What the task requires — Pull out each line of the listing below that contains the word "chair". Case counts.

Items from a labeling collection
::::::::
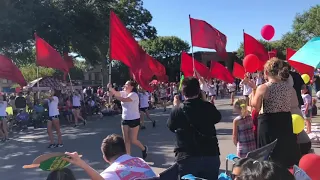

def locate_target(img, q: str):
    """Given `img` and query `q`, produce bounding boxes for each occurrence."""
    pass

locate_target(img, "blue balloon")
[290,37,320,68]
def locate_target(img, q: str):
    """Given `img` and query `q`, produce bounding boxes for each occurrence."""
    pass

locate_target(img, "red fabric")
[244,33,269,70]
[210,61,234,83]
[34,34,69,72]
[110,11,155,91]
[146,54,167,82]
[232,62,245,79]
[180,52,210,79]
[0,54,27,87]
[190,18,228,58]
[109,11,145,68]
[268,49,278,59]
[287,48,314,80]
::::::::
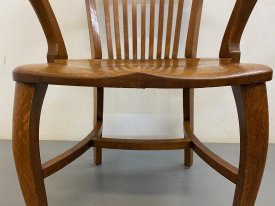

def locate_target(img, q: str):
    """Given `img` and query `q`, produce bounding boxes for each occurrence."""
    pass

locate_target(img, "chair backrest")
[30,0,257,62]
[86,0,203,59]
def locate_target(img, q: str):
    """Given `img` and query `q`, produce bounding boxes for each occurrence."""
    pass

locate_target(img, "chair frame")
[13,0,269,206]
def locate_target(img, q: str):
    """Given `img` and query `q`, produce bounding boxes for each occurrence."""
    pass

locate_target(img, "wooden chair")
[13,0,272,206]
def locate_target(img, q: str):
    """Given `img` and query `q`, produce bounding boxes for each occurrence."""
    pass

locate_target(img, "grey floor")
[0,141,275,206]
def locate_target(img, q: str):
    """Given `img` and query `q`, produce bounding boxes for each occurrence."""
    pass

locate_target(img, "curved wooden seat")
::::::::
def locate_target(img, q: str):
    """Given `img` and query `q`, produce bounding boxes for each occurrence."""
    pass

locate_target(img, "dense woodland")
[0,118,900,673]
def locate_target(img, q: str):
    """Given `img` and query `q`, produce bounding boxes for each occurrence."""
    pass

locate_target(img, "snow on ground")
::::::::
Answer to this problem —
locate_target(img, "chair backrest")
locate_target(img, "chair frame")
locate_target(img, "wooden chair")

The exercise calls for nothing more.